- **Selected extract**

Feeding the World’s Hungry
The stats on hunger and nutrition are staggering. 870 million people around the world simply do not have enough to eat; and not surprisingly, 98% of these hungry people live in the developing world. The implications of hunger are widespread, effecting productivity, education and of course health. The issue does not end at hunger but also the quality of food consumed. Malnutrition wreaks havoc on developing world populations, particularly children, and undernourishment can be linked to the deaths of 2.6 million children per year, roughly one third of the annual global total of child mortality. An even larger number of children grow up malnourished, suffering through stunting, wasting and micronutrient deficiencies that not only have major physical implications as they grow older, but can also cause serious cognitive development issues as well. In fact, at least 170 million children around the world are already affected by stunting with estimates suggesting that number will grow to 450 million over the next 15 years.
It is with these statistics in mind that The UCD Institute of Food and Health in partnership with the Food Safety Authority of Ireland and the Department of Agriculture, Food and the Marine hosted a policy symposium entitled Feeding the World in 2050. Speakers from around the world presented papers on topics ranging from the effects of global climate change on future food production, to the effects of an ever growing global population and shifting demographics on climate change in order to answer the broader question of how the world can feed the over 9 billion people expected by 2050. Honoured guest speakers included the current and former Presidents of Ireland, Michael D. Higgins and Mary Robinson as well as the Minister of Agriculture, Food and the Marine, Simon Coveney, TD.

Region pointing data
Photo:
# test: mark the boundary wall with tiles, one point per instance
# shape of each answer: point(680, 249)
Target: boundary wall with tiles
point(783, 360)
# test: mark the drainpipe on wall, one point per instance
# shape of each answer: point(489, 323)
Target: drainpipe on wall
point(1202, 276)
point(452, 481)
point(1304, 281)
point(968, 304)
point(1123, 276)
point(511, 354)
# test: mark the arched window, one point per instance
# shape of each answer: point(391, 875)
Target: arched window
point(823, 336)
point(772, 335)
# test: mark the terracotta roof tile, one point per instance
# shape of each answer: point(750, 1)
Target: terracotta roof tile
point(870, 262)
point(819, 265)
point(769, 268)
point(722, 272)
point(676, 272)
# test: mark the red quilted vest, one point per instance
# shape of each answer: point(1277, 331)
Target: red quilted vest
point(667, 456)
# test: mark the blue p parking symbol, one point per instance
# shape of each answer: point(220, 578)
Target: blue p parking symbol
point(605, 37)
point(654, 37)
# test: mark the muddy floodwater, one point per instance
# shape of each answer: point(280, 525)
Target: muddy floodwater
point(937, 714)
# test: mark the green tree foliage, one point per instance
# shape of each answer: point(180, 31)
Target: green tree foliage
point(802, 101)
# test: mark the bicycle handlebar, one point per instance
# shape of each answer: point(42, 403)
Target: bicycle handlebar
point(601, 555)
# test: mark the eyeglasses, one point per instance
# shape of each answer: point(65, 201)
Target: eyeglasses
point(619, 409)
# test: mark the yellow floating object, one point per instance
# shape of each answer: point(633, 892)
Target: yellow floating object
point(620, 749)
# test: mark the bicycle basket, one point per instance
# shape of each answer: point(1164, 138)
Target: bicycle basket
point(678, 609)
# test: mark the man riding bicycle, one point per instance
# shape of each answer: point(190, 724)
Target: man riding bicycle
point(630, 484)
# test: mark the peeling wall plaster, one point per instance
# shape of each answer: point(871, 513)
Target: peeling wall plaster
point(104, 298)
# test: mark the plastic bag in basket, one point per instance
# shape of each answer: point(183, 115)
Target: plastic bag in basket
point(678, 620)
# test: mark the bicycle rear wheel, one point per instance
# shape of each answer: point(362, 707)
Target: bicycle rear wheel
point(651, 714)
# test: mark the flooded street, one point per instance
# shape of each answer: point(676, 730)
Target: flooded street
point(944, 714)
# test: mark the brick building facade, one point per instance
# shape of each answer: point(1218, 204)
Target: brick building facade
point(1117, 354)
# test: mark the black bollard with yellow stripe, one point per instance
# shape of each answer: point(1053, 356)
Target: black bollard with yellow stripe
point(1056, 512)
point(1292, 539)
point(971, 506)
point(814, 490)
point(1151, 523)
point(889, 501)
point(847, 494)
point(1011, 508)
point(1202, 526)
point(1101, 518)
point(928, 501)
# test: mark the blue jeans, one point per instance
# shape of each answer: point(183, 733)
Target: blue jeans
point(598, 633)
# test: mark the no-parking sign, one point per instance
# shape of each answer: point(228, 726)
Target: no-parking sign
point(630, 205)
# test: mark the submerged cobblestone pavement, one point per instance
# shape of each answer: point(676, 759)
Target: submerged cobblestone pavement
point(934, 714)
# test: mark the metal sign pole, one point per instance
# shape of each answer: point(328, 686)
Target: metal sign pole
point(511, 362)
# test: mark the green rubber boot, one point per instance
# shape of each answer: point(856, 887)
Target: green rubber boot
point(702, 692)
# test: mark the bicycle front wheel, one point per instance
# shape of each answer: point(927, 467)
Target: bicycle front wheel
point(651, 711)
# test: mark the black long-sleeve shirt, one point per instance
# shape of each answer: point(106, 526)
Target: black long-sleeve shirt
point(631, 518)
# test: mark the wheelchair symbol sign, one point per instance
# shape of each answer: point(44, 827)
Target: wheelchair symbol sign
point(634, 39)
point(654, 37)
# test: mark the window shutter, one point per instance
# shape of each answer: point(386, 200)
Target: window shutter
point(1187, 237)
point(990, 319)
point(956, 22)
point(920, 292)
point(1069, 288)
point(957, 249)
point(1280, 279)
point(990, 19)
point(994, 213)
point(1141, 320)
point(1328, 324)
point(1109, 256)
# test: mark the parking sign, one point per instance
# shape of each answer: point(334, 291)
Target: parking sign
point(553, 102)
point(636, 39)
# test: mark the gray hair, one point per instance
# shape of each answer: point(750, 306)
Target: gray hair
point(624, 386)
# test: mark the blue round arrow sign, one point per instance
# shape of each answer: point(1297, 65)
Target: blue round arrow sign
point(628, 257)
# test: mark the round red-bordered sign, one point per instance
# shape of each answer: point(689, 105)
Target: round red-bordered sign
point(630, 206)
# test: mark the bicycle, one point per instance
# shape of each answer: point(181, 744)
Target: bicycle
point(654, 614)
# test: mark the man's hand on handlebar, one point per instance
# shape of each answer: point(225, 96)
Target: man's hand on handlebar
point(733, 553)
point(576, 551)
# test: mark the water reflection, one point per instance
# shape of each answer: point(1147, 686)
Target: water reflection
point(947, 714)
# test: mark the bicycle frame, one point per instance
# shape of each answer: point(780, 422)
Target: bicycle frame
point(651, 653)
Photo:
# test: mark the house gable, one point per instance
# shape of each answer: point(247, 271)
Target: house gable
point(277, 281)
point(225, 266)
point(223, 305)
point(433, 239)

- **Exercise goal**
Quote everything in the passage on world hunger from "It is with these" down to "Simon Coveney, TD.".

- **Problem solution**
It is with these statistics in mind that The UCD Institute of Food and Health in partnership with the Food Safety Authority of Ireland and the Department of Agriculture, Food and the Marine hosted a policy symposium entitled Feeding the World in 2050. Speakers from around the world presented papers on topics ranging from the effects of global climate change on future food production, to the effects of an ever growing global population and shifting demographics on climate change in order to answer the broader question of how the world can feed the over 9 billion people expected by 2050. Honoured guest speakers included the current and former Presidents of Ireland, Michael D. Higgins and Mary Robinson as well as the Minister of Agriculture, Food and the Marine, Simon Coveney, TD.